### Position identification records

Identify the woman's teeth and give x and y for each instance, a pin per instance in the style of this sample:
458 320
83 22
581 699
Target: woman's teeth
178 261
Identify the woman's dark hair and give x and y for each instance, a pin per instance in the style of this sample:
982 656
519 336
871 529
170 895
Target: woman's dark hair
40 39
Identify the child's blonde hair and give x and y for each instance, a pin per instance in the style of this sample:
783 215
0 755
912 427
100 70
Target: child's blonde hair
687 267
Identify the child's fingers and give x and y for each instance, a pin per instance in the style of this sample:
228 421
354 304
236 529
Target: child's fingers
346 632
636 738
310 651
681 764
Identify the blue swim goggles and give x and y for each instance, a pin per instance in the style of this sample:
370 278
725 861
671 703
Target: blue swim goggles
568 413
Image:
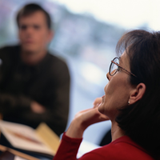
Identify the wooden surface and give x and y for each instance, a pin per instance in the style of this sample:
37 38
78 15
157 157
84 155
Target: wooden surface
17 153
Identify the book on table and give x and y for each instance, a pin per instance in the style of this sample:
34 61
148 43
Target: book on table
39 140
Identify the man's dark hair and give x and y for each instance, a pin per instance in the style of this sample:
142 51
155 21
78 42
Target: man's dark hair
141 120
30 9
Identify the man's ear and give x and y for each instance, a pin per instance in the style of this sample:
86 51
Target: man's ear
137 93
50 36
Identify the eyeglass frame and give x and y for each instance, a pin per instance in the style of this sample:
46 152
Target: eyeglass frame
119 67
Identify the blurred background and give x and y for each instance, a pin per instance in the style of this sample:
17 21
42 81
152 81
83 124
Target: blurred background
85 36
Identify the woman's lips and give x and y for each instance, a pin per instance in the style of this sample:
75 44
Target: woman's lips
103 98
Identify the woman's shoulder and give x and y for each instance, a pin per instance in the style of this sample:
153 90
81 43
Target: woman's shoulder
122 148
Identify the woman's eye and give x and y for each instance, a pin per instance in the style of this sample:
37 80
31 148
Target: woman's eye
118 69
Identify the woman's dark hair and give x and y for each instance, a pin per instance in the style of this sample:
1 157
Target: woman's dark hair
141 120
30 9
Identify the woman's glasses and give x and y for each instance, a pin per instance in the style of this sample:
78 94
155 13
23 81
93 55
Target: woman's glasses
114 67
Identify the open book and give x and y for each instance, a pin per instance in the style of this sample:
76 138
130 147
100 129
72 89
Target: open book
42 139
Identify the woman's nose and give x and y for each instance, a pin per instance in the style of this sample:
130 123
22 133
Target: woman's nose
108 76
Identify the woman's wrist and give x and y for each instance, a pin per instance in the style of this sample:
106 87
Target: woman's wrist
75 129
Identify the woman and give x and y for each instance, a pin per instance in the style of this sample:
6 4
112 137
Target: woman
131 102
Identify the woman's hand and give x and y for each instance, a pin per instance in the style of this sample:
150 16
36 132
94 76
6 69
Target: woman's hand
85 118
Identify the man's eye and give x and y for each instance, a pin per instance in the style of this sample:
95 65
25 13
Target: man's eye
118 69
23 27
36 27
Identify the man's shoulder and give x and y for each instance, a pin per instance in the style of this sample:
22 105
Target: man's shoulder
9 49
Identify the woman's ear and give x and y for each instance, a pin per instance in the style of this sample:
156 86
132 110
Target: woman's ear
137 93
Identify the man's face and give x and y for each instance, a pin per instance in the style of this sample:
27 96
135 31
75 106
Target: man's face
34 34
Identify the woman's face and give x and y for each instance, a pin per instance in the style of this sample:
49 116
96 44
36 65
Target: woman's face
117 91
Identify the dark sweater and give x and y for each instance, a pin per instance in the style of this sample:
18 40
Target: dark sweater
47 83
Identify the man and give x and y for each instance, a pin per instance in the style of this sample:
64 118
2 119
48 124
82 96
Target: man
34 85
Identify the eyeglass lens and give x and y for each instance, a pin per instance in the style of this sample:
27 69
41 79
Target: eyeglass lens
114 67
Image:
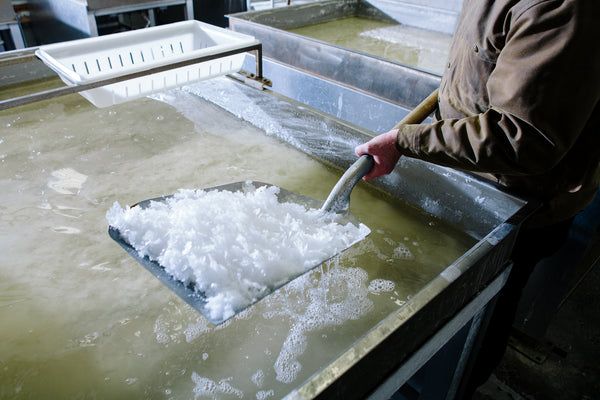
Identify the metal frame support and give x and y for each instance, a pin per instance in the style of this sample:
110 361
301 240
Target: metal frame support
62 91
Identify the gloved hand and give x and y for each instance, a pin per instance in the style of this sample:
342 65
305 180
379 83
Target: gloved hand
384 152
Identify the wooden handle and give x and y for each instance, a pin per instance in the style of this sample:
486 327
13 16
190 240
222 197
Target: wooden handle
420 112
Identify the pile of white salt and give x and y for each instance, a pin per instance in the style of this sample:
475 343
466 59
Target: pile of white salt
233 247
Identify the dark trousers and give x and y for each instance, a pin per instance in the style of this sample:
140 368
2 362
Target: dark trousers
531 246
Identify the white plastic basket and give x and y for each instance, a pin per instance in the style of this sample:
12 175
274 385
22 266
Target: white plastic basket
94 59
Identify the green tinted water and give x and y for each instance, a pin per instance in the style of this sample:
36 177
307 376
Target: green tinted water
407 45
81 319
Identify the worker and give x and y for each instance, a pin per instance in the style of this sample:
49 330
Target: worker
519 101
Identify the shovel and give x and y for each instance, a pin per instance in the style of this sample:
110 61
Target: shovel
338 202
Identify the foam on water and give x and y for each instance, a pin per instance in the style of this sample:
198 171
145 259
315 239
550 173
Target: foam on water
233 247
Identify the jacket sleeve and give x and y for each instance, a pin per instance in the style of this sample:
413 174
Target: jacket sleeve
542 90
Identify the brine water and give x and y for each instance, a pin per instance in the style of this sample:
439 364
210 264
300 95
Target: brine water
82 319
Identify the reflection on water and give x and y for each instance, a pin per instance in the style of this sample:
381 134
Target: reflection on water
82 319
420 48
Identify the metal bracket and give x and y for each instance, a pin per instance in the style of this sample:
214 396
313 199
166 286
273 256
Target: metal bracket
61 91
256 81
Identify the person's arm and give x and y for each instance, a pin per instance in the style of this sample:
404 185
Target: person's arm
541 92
==
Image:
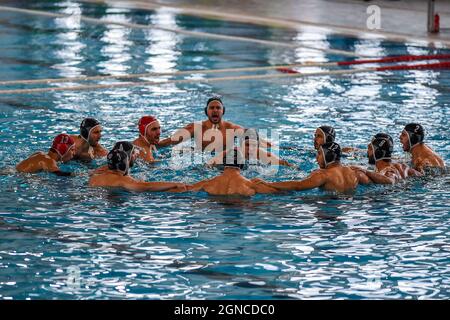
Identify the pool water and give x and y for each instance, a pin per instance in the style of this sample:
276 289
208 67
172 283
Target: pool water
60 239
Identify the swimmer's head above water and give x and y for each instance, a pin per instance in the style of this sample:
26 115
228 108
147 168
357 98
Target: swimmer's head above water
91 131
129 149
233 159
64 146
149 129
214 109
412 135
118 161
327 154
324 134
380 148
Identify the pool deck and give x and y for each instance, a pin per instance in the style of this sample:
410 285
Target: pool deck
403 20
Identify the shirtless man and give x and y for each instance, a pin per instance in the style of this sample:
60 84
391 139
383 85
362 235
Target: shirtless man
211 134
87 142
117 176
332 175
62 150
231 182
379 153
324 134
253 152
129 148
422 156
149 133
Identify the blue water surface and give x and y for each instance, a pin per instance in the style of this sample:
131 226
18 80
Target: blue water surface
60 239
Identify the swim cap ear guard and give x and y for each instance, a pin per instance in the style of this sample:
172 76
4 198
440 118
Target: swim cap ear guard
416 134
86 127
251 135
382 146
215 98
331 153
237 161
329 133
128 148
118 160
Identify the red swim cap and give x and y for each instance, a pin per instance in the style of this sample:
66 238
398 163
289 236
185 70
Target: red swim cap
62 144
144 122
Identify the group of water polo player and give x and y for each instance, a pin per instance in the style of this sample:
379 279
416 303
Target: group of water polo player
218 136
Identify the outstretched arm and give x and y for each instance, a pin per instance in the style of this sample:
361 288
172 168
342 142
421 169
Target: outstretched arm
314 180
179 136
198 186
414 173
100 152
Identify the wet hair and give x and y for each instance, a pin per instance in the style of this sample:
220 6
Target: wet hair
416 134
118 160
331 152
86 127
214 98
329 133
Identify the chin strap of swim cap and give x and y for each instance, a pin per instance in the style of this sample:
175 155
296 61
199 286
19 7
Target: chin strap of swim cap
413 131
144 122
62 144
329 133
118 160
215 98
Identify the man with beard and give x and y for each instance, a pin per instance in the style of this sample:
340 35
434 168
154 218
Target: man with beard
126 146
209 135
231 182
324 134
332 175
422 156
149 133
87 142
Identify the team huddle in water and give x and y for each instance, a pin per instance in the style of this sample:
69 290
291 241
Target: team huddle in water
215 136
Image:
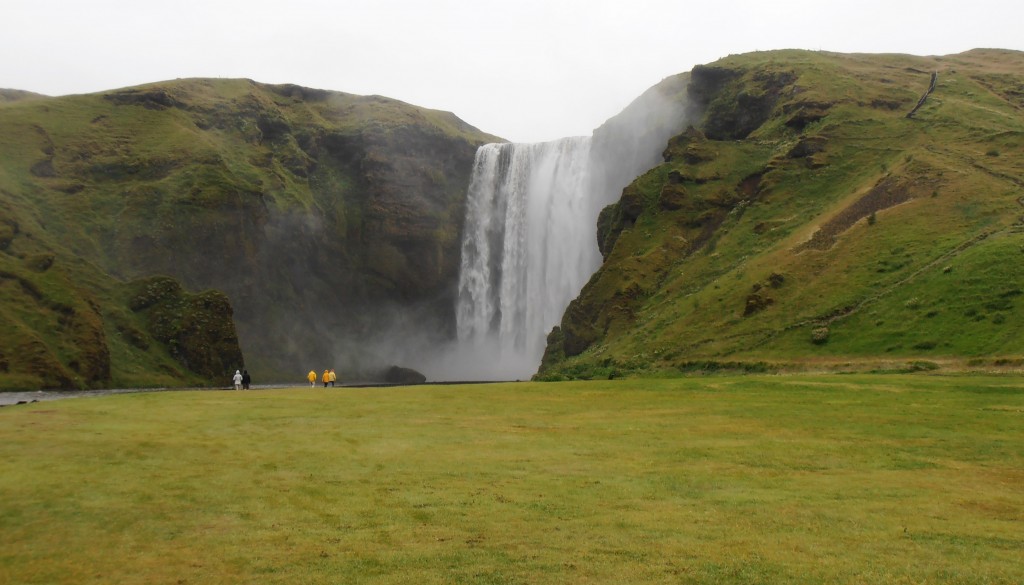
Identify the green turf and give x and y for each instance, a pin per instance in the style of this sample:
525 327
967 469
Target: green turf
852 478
---
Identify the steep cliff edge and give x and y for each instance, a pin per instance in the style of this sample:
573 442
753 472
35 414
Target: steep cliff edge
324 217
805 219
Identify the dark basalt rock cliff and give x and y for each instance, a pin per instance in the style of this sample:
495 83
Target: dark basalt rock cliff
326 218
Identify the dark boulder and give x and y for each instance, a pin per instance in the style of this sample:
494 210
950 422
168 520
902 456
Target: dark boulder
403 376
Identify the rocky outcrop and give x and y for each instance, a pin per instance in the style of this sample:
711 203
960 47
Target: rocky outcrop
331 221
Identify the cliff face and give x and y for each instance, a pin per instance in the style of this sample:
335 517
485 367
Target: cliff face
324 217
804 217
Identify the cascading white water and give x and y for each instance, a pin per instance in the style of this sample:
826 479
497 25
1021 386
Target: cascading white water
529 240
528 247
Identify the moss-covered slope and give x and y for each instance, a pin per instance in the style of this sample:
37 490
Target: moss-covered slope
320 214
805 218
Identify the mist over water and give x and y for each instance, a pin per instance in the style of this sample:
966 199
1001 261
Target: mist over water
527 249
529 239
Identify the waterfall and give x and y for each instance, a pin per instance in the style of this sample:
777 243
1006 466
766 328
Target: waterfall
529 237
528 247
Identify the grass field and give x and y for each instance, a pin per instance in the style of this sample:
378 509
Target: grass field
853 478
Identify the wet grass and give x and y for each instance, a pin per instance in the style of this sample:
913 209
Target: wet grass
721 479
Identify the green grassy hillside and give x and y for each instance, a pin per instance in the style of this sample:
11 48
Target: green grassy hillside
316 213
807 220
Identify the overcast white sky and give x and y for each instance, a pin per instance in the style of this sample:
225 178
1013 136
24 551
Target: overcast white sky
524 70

### Challenge
Report every line of the records that contains the word "overcast", matching case exactly.

### Task result
Identify the overcast white sky and give x and y for each instance, a pin per instance in the style of this sample:
Target: overcast white sky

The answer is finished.